### Requirements
Revise the webcam forum thread between "## NeddySeagoon" and "as module parameters.", inclusive, replacing "vendor and product IDs" with "USB device IDs".

-- START Selected excerpt --

So your vendor is Microdia and your Product ID isn't listed.

This page may be useful too http://www.spinics.net/linux/webcams.php but the llinks to GE are down just now.

----------

## rmp42885

try visiting this site

http://alpha.dyndns.org/ov511/

the driver available there supports the ge H098063 and H098064, so maybe it will support yours as well

----------

## mizery de aria

Btw, this is what I purchased: http://www.bestbuy.com/site/olspage.jsp?id=1060002880479&skuId=5895971&type=product

I did a little more searching on Google and came up with the following:

http://blog.elwell.org.uk/archives/000012.html

Also, this search had 2 results

----------

## mizery de aria

 *rmp42885 wrote:*   

> try visiting this site
> 
> http://alpha.dyndns.org/ov511/
> 
> the driver available there supports the ge H098063 and H098064, so maybe it will support yours as well

 

I compiled the 2.6.4_rc1-r1 kernel with ov511 as a module.  I'll load it next time I reboot and see if that works.

Rebooted, and "modprobe ov511"ed but /dev/video0 still doesn't exist.  Is there something else I have to do in order for it to exist?

----------

## NeddySeagoon

mizery de aria,

Its fairly safe to assume that none of the webcam kernel modules will pick up your webcam without you at least passing the vendor and product IDs as module parameters. 

Build all the webcam kerenl modules as modules, then run modinfo against evey one. If you get lucky, your vendor ID and Product ID will be listed by one of them - thats the module you want and you won't need any parameters - it will just work.

-- END Selected excerpt --
-- START Dataset records --

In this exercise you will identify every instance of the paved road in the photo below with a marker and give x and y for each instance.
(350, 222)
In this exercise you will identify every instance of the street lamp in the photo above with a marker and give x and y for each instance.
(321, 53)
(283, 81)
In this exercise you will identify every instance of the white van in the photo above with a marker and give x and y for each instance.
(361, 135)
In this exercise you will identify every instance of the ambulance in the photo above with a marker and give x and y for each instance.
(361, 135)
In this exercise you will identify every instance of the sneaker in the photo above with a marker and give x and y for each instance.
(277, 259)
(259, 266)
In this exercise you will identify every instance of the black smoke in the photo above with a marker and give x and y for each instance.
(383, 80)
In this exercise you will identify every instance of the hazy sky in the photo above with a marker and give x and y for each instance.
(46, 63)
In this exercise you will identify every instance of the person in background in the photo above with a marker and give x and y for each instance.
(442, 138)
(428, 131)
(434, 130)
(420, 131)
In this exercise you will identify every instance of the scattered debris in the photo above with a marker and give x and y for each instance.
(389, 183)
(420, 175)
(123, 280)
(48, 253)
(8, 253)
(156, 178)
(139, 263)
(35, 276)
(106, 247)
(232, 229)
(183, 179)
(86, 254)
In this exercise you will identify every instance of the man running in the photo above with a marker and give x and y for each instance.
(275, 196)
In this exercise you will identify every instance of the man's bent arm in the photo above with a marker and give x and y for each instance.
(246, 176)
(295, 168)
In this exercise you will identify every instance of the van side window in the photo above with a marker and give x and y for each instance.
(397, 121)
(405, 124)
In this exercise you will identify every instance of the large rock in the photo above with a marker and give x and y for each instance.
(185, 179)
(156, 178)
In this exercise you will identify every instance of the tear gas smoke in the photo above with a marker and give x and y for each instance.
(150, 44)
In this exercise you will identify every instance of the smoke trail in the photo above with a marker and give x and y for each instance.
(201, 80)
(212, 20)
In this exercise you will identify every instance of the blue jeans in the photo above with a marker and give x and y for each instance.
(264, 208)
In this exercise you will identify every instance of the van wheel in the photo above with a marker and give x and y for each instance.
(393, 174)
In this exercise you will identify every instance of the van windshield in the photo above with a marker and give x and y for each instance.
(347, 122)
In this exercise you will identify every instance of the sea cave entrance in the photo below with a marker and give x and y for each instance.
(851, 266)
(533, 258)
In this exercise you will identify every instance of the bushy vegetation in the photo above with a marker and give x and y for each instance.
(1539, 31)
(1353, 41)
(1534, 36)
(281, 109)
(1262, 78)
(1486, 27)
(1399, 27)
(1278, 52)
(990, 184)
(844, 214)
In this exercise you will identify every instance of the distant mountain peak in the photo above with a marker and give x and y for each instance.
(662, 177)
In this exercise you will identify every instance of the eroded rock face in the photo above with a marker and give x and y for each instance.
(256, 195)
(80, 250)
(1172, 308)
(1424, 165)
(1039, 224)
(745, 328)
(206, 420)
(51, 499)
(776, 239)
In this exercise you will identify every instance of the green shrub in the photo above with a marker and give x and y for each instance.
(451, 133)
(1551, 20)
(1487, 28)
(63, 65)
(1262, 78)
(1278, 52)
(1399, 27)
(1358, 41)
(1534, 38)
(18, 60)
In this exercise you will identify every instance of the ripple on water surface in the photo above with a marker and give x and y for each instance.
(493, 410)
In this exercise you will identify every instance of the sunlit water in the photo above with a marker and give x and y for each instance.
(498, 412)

-- END Dataset records --

### Answer to this exercise
## NeddySeagoon

mizery de aria,

Its fairly safe to assume that none of the webcam kernel modules will pick up your webcam without you at least passing the USB device IDs as module parameters.